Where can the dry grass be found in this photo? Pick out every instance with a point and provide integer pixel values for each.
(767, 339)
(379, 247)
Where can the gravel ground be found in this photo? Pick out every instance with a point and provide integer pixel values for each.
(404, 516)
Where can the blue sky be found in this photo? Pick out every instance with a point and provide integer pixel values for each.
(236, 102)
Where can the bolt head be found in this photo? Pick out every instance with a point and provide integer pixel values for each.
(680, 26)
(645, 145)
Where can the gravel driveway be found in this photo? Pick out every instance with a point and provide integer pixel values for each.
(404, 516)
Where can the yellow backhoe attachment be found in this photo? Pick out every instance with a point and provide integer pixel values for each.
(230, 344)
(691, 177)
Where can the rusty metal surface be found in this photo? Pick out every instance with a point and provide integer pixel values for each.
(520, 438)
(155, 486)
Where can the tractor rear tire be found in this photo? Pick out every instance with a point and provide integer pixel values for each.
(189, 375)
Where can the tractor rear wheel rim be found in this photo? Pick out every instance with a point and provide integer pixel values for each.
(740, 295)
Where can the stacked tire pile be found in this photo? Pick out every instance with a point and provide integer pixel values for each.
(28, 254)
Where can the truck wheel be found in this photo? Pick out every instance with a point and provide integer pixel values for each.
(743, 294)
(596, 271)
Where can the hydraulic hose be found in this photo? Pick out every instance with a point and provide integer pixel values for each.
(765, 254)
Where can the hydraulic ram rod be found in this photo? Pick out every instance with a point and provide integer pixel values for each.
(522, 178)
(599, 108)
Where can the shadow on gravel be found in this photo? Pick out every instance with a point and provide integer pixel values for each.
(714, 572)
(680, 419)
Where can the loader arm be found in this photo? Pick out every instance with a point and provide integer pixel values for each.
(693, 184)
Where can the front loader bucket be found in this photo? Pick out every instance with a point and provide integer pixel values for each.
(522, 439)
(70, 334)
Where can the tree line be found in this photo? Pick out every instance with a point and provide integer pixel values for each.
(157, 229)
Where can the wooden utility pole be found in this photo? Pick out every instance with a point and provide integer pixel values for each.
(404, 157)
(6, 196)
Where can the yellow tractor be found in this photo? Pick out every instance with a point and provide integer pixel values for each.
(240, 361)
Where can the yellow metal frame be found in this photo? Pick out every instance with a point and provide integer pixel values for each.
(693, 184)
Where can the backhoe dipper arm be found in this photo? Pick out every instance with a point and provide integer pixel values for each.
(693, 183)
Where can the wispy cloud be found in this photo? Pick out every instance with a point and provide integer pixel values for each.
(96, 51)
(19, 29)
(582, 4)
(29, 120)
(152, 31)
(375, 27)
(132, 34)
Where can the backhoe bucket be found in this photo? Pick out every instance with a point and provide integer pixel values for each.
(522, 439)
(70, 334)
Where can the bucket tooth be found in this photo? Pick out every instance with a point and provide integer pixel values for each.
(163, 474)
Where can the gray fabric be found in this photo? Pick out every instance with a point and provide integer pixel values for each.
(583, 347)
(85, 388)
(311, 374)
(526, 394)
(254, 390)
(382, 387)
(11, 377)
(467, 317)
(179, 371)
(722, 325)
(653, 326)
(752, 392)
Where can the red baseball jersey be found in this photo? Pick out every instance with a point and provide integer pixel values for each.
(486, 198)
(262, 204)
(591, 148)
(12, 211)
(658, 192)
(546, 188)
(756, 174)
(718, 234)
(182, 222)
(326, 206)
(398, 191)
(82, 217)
^^^^
▶ [Short task] Can you retype every one of the records above, keeping each line unchanged?

▶ [Correct output]
Where can the dry grass be found in this photo? Pick out every instance with a point and provide integer pixel values for each.
(767, 339)
(379, 247)
Where can the gravel ground be found in this photo? Pick out every instance with a point and provide integer pixel values for each.
(404, 516)
Where can the blue sky be found in this photo? Pick out every instance with a point and provide integer pixel values for each.
(236, 102)
Where can the bolt head be found in this photo? Pick out every instance with a point and provide integer pixel values for each.
(680, 26)
(645, 145)
Where can the gravel driveway be found in this photo? Pick out every instance with a point and provide integer pixel values for each.
(404, 516)
Where can the yellow backhoe attachment be found in this photo? Pick out every instance with a point and provide integer pixel values for each.
(230, 344)
(691, 177)
Where can the rusty metal surface be found in this photo? Pick out every instance with a point and provide integer pixel values for each.
(520, 438)
(155, 486)
Where can the tractor rear tire be found in this photo? Pick out every instance with a point and provide integer pixel values for each.
(189, 375)
Where can the tractor rear wheel rim be found in this photo? Pick out every instance with a point and provide integer pixel values for each.
(740, 295)
Where can the stacked tire pile be found in this photo? Pick out every instance with a point and provide integer pixel values for each.
(28, 254)
Where can the truck wheel be found in this photo? Pick out every instance with a point and provide integer pixel values for each.
(743, 294)
(596, 271)
Where can the hydraulic hose be found in this photo? Pick out every instance with a point and provide integer pixel values for each.
(765, 254)
Where can the hydraulic ram rod be found in this photo? Pick out every instance with a point and provide integer pixel values for each.
(522, 178)
(599, 108)
Where can the shadow on gravel be found in this photo? Pick out every instance with a point and provide integer pixel values for each.
(714, 572)
(680, 419)
Where can the loader arm be found in this photo? Pick out every instance with a point and provide integer pixel values for each.
(693, 184)
Where can the front loader bucket be found in this photo? Pick out every instance with a point and provide integer pixel values for each.
(522, 439)
(70, 334)
Where can the tree line be found in this photo? Pick out every instance with a point and provide integer pixel values for each.
(157, 229)
Where can the wooden utility pole be found in this photo? Pick out every instance with a point and provide integer pixel values for each.
(404, 157)
(6, 196)
Where can the yellow tractor be found in this photo? Pick out every instance with a point and provide integer pixel values for each.
(240, 361)
Where can the yellow metal frame be found in this photo? Pick out every instance with a point and provide integer pixel values for each.
(693, 184)
Where can the backhoe dipper arm be found in this photo? Pick out every instance with a point and provide integer pixel values for each.
(693, 183)
Where can the wispy cloud be found in this photo? Pick out every instance with a point and provide integer pixel values for each.
(96, 51)
(19, 29)
(582, 4)
(29, 120)
(152, 31)
(375, 27)
(132, 34)
Where can the backhoe bucket be found in this photo? Pick out every instance with a point and provide integer pixel values for each.
(522, 439)
(70, 334)
Where can the bucket tooth be found in this photo? Pick out every instance with a point and provide integer pixel values for each.
(163, 474)
Where can the gray fabric be found in this photo? Pick out every instance with a point and provide integer pixel values for each.
(583, 347)
(85, 388)
(311, 374)
(526, 394)
(254, 390)
(382, 387)
(11, 377)
(467, 317)
(179, 371)
(722, 325)
(653, 326)
(752, 392)
Where can the red baseball jersey be found in this photo? Pick out every instance with a point and provide integer pixel values for each.
(486, 198)
(262, 204)
(591, 148)
(12, 211)
(658, 192)
(546, 188)
(756, 174)
(718, 234)
(182, 222)
(326, 206)
(398, 191)
(82, 217)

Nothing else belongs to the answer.